Oleh: Alfindo Fernanda Riski
(Guru di Pesantren Sains Salman Assalam dan Mahasiswa Semester 6 IAIN Syekh Nurjati Cirebon)
PESANTREN merupakan lingkungan yang memiliki urgensi dalam pendidikan pada era ini. Sebab dengan perkembangan teknologi informasi dan komunikasi yang sangat pesat, secara tidak langsung akan mempengaruhi pola pikir peserta didik dalam masa pendidikannya. Dampaknya, menjadikan mereka terlena dan sangat mempengaruhi pola pikir bahkan akhlaknya. Sehingga tak sedikit yang mengabaikan kewajibannya sebagai peserta didik, termasuk malas belajar.

===

** Tugas Latihan 1 **
Bisakah Anda mengambil bagian dari teks tentang pesantren yang dimulai dengan "PESANTREN merupakan lingkungan" dan berlanjut hingga "termasuk malas belajar.", tanpa mengubah satu kata pun?

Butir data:
===

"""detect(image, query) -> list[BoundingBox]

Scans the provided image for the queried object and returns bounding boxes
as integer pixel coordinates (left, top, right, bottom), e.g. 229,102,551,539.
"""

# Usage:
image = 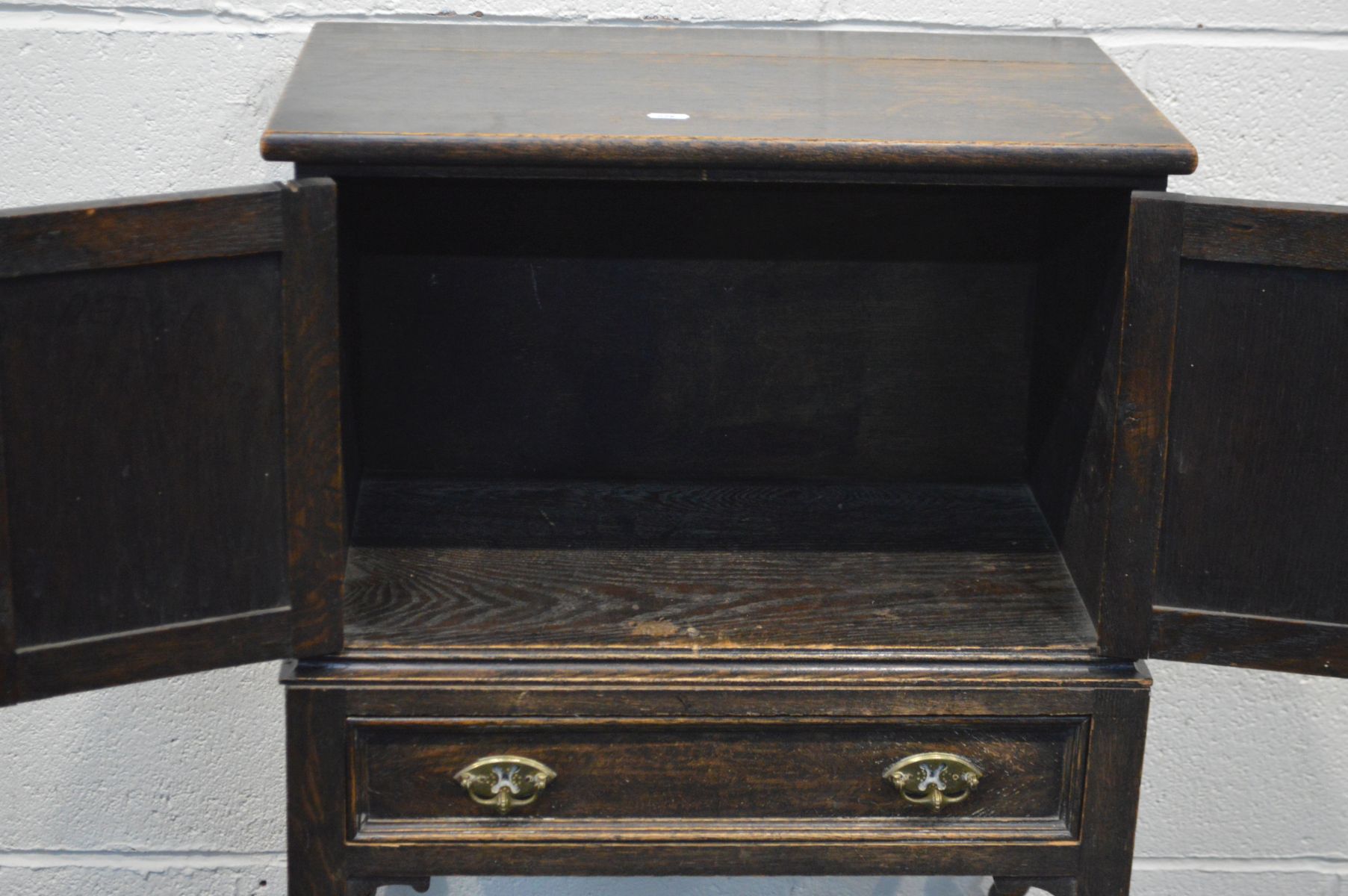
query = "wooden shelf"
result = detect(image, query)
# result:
345,479,1096,660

===

** Tugas Latihan 2 **
Bisakah Anda menulis ulang semua entri di atas dengan mengganti "wooden shelf" menjadi "metal cabinet", membiarkan bagian lainnya tetap sama dan tidak menyertakan gambar dalam jawaban?

** Hasil 1 **
PESANTREN merupakan lingkungan yang memiliki urgensi dalam pendidikan pada era ini. Sebab dengan perkembangan teknologi informasi dan komunikasi yang sangat pesat, secara tidak langsung akan mempengaruhi pola pikir peserta didik dalam masa pendidikannya. Dampaknya, menjadikan mereka terlena dan sangat mempengaruhi pola pikir bahkan akhlaknya. Sehingga tak sedikit yang mengabaikan kewajibannya sebagai peserta didik, termasuk malas belajar.

** Hasil 2 **
"""detect(image, query) -> list[BoundingBox]

Scans the provided image for the queried object and returns bounding boxes
as integer pixel coordinates (left, top, right, bottom), e.g. 229,102,551,539.
"""

# Usage:
image = 
query = "metal cabinet"
result = detect(image, query)
# result:
345,479,1096,660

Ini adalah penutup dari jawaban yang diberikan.